• **Selected extract**:
******************************

# 前にある



## AmaryllisBunny

Here are some sentences I have made, and was wondering which if any are correct and if they are correct, which one sounds more natural?

僕のうちの前にその学校は近くにあります。
その学校は僕のうちの前に近くにあります。

その学校は近いですが僕のうちの前　に｜も　あります。


----------



## SoLaTiDoberman

Sorry, but they are all weird and unnatural.

The grammatically correct versions of your sentence would be:
僕のうちの前にある学校は、うちから近いです。
僕のうちの前にある学校は、うちの近くです。
However, they sound weird and redundant.
Because うちの前に学校があること is including 近いこと, so we usually don't say the both because of the redundancy.
In order to make it not-sound-redundant, we have to think of modifying it with the emphasis or the reasoning or something else.

For example,
その学校はうちから近いです。なにせ目の前ですから。
その学校はうちの目の前にあるので非常に近いです。　are the candidates that sound more natural.


For example,
僕のうちの目の前にある学校は、うちからはかなり遠いです。　学校の入り口が反対側にあり、とても大きな敷地なので、登校するのに10分以上かかります。 does make sense because it conveys an unexpected result from the first former half of the sentence.

edit)
If you want to know the difference between にあります and ～です, you have to provide another example sentence.

For example,
私が小学生の時に通っていた学校は、うちの近くにあります。
私が小学校の時に通っていた学校は、うちの近くです。
In this context, you can choose whichever you like. They are both natural.

Another simpler example:
私の学校はうちの近くにあります。
私の学校はうちの近くです。
Both are fine!


----------



## AmaryllisBunny

How would one say, the car in front of my dog is close?

犬の前に車から近いです。
？？？

The car in front of me is too close.
車から長誓いです。
？？？


----------



## Shiratori99

AmaryllisBunny said:


> How would one say, the car in front of my dog is close?



犬の前の車が近いです。

...is what I think that'd be. Although it begs the question, close to what?



AmaryllisBunny said:


> 犬の前に車から近いです。



I think that says whatever is in front of the dog is close to the car.



AmaryllisBunny said:


> The car in front of me is too close.



目の前の車が近すぎです。　すぎる = too much


----------



## AmaryllisBunny

The problem is, I was given a weird sentence to work with in English, which in turn ended up as a weird sentence in Japanese.


----------



## frequency

AB,
The noun school has two adverbs that describe the position: うちの前に and 近くに.
This kind of stuff is difficult, and using both is a bit confusing. The best way is to change either.

その学校は近くて、僕のうちの前にあります。
I'm using an adjective 近く, instead of the adverb 近くに.

Next,
The car is close. But you describe it more. Connect 車 + that adverbial as you did in the English sentence.
That comes prior to the car: 僕の犬の前にある車は近いです。
(In this one we use the verb ある, so this may sound like _The car that is placed in front of my dog is close._
But that's the way to say it―not a topic you have to care about now very much.)

Try 'The car in front of me is too close'!
Shiratori did finely, though


----------



## Flaminius

I wonder why you can't just say 家のすぐ前にある / すぐ前です?

******************************

• **Set task 1**: In the forum thread on 前にある, what does SoLaTiDoberman say about the pair 私の学校はうちの近くにあります and 私の学校はうちの近くです?
• **Set task 2**: Set down the part of the forum thread on 前にある that begins at the words "## SoLaTiDoberman" and stops after "or something else.", copying it without any changes.

• **Stored data**:
******************************

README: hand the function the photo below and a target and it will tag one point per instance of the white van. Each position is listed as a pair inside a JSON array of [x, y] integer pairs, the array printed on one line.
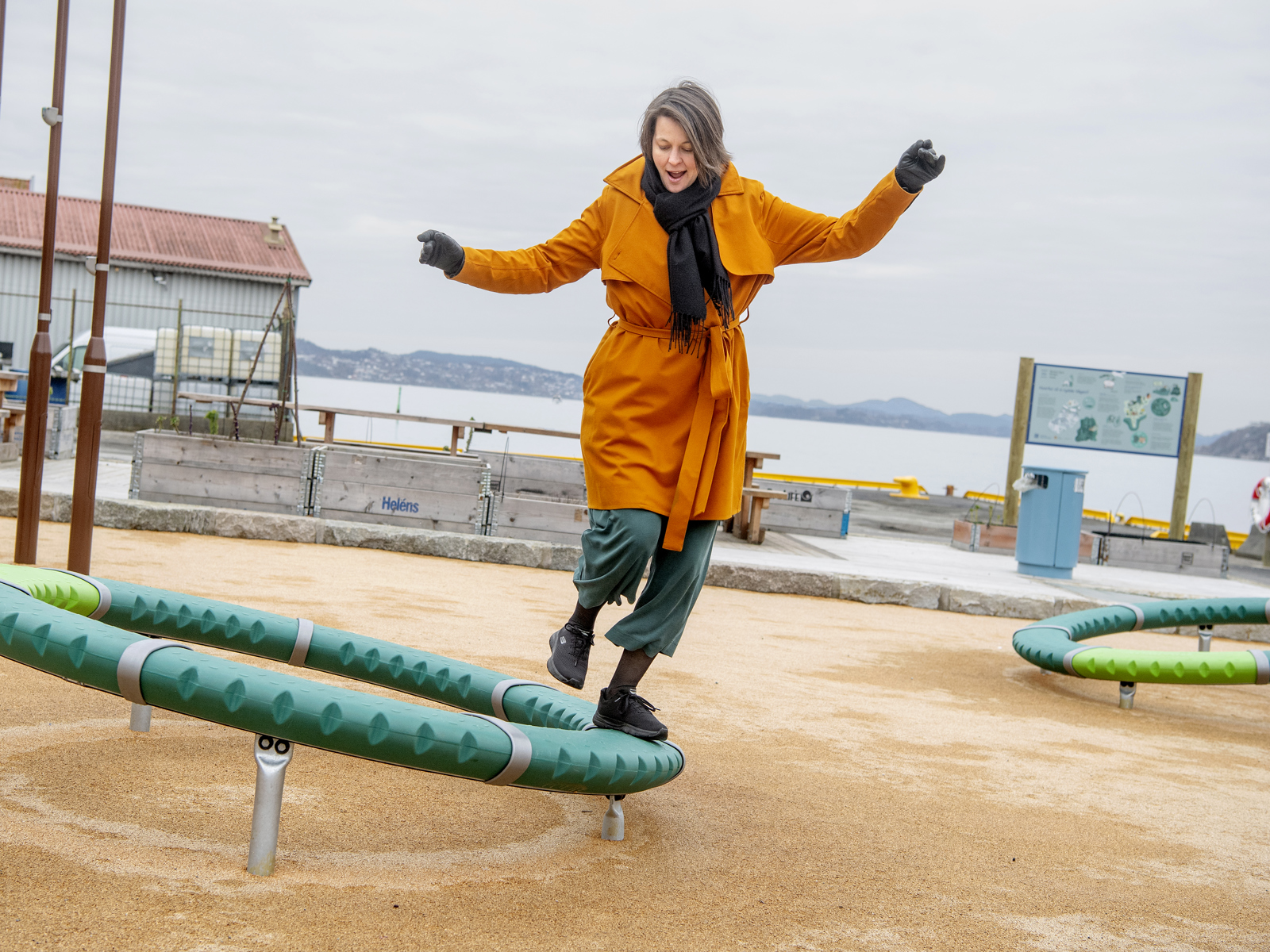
[[129, 352]]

******************************

• **Exercise response 1**: Both are fine.

• **Exercise response 2**:
## SoLaTiDoberman

Sorry, but they are all weird and unnatural.

The grammatically correct versions of your sentence would be:
僕のうちの前にある学校は、うちから近いです。
僕のうちの前にある学校は、うちの近くです。
However, they sound weird and redundant.
Because うちの前に学校があること is including 近いこと, so we usually don't say the both because of the redundancy.
In order to make it not-sound-redundant, we have to think of modifying it with the emphasis or the reasoning or something else.